Collected data:
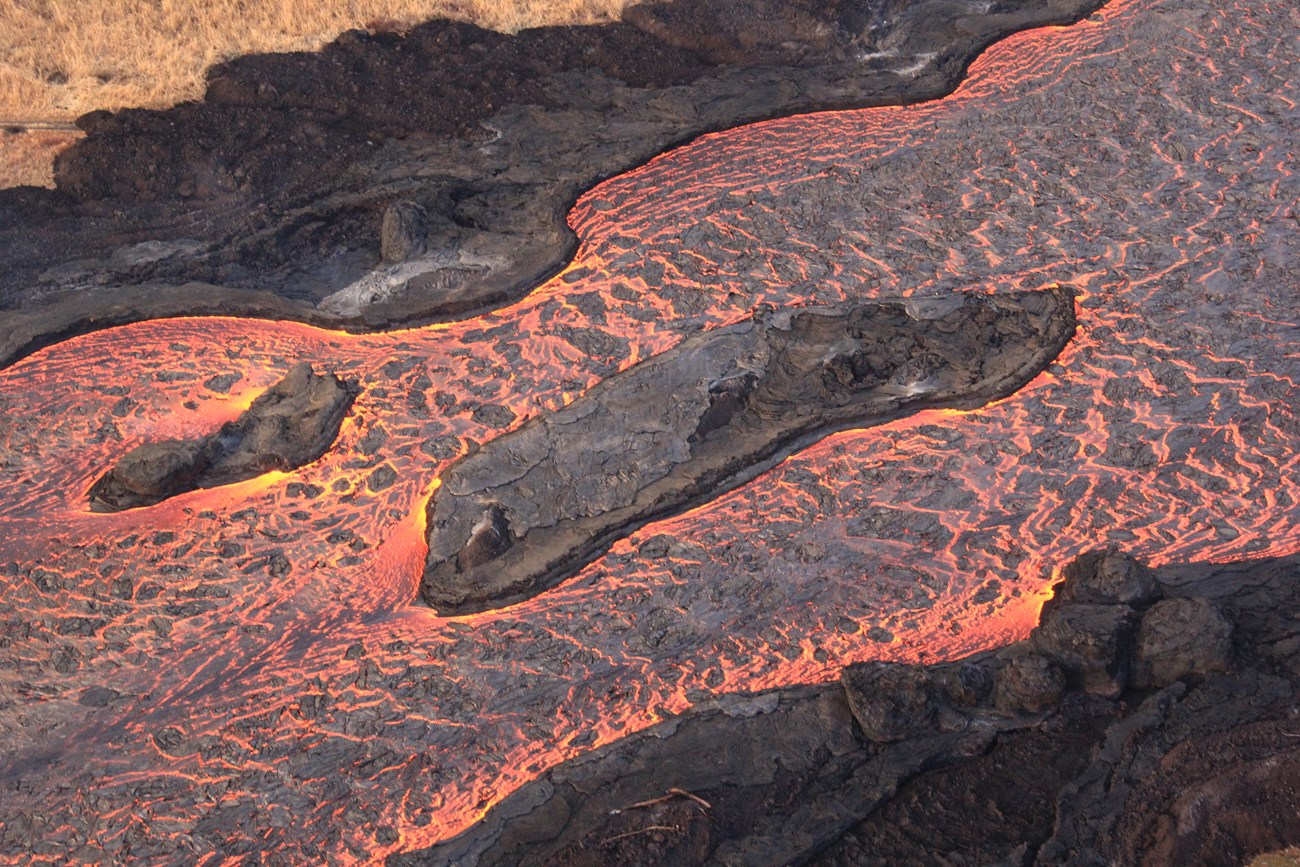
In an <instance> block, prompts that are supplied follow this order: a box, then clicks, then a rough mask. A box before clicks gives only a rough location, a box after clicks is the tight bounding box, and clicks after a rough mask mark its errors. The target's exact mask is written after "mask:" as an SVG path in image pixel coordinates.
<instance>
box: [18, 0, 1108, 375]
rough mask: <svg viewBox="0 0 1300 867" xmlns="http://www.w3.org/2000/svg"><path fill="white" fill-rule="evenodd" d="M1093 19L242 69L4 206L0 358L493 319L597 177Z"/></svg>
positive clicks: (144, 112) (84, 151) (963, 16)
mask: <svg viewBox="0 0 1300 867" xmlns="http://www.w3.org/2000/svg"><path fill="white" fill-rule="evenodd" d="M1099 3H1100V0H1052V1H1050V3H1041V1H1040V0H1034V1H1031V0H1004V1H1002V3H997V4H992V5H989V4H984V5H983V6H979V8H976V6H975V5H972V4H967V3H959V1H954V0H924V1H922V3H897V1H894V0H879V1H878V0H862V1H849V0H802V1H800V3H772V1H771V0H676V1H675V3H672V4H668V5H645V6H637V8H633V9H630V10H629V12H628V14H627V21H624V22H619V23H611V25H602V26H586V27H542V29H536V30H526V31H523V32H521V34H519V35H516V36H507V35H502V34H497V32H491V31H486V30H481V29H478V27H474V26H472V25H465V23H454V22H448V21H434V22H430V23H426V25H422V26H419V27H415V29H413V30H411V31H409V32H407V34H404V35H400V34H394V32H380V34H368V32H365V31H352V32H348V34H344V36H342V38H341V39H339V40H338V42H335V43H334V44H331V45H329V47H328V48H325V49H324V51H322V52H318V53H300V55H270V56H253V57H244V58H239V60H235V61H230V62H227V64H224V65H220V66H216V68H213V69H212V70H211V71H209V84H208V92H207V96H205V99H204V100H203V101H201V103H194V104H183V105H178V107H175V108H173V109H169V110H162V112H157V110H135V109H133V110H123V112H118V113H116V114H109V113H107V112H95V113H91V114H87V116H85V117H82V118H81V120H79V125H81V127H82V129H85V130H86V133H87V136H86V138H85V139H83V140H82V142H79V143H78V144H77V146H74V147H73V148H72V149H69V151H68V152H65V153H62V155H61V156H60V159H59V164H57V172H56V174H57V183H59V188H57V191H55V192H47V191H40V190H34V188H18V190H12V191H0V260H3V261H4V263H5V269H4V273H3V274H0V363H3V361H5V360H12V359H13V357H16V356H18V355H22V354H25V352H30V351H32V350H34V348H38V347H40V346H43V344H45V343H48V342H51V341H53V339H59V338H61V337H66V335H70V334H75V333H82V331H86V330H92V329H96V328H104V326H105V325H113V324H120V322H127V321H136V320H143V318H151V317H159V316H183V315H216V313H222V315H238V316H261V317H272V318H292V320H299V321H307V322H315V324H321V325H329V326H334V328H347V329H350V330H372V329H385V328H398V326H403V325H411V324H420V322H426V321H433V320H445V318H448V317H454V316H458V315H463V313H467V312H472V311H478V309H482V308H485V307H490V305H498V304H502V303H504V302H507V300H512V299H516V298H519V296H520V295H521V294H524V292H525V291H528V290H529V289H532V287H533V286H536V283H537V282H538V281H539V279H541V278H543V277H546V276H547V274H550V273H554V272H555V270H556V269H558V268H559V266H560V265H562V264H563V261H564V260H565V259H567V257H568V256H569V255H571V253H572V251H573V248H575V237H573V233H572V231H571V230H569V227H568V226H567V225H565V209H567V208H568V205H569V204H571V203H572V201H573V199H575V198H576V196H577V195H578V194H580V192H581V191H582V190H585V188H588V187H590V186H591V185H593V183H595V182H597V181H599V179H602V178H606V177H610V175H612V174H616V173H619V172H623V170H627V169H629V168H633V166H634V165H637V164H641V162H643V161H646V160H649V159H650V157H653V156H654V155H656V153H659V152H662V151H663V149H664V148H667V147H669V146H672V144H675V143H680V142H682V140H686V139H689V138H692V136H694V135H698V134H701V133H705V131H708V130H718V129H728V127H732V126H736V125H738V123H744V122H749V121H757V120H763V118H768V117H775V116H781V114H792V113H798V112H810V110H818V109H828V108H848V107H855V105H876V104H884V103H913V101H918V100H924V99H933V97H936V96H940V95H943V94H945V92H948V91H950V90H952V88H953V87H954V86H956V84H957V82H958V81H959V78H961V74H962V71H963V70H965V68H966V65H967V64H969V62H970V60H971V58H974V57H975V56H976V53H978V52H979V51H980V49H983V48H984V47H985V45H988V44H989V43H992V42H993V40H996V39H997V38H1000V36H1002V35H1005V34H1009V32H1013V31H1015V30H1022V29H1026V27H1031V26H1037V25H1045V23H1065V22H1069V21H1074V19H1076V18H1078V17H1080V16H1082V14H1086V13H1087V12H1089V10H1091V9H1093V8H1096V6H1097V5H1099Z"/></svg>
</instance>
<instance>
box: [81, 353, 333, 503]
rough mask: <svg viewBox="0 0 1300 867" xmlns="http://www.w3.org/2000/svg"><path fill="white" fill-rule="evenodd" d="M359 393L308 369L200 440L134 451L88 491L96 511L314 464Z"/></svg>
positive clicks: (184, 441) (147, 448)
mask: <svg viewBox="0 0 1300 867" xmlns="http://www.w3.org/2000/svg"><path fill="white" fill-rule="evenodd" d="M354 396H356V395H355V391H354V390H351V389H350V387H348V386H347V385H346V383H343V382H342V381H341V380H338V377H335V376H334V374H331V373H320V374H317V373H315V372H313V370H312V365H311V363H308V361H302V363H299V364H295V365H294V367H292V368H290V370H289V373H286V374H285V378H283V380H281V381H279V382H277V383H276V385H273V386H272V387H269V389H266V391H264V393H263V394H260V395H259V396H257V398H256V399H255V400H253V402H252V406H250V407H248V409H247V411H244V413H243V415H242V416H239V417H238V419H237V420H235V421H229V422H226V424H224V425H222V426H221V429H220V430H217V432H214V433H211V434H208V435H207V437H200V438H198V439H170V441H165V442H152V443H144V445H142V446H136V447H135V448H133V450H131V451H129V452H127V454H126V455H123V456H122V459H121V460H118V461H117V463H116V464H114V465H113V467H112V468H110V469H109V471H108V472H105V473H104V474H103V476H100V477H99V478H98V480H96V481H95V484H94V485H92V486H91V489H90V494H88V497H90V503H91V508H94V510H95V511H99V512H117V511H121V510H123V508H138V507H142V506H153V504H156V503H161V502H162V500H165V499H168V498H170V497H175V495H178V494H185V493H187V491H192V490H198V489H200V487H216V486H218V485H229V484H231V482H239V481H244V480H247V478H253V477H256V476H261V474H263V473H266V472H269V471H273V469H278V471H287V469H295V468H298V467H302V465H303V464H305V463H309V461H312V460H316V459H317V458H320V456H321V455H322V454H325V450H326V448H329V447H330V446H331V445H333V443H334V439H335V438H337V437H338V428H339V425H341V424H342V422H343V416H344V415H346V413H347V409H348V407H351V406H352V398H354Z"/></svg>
...
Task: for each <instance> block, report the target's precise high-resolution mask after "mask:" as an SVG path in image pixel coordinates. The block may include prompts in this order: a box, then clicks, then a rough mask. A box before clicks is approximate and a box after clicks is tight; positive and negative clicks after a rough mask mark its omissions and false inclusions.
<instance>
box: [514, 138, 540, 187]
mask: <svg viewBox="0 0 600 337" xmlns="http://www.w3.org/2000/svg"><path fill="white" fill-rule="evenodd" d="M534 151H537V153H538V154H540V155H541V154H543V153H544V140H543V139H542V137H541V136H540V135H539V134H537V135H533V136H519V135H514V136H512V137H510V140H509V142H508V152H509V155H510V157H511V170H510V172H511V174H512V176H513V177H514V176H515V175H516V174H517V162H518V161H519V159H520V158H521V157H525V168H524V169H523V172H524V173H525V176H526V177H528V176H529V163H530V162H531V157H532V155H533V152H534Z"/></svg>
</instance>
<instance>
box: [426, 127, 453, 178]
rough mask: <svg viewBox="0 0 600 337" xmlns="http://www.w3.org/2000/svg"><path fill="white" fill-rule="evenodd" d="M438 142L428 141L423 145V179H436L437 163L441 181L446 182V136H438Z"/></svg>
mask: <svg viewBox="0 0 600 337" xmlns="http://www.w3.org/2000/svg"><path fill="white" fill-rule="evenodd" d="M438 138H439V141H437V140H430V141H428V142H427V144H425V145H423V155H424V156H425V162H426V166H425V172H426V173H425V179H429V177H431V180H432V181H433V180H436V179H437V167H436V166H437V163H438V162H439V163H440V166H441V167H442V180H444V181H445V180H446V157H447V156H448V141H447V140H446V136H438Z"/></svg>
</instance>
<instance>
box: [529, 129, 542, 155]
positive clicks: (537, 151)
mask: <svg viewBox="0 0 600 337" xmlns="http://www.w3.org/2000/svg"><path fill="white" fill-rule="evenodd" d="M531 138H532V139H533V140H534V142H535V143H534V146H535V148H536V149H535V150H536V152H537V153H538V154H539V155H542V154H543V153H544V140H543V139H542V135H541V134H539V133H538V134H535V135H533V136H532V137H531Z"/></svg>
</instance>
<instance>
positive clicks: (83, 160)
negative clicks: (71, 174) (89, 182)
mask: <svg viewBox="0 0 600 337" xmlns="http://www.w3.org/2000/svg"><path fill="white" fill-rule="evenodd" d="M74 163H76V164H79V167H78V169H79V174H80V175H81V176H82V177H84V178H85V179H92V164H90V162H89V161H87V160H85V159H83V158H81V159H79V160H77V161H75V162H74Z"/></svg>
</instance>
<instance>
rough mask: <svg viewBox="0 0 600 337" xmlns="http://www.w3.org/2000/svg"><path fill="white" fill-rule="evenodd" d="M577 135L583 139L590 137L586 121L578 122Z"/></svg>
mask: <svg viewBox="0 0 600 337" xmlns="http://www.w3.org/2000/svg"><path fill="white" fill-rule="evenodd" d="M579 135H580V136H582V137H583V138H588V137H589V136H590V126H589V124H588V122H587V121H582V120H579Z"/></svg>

WORK INSTRUCTIONS — Quote the stretch of the data above from the line containing "In an <instance>" through the line containing "positive clicks: (144, 112)", both lines included, character for character.

SOLUTION TO THE EXERCISE —
In an <instance> block, prompts that are supplied follow this order: a box, then clicks, then a rough mask. A box before clicks gives only a rough location, a box after clicks is the tight bounding box, and clicks after a rough mask mark its errors. The target's exact mask is written after "mask:" as an SVG path in image pixel coordinates.
<instance>
box: [18, 0, 1108, 375]
rough mask: <svg viewBox="0 0 1300 867" xmlns="http://www.w3.org/2000/svg"><path fill="white" fill-rule="evenodd" d="M1093 19L242 69L4 206L0 358L493 319L597 177Z"/></svg>
positive clicks: (144, 112) (84, 151) (963, 16)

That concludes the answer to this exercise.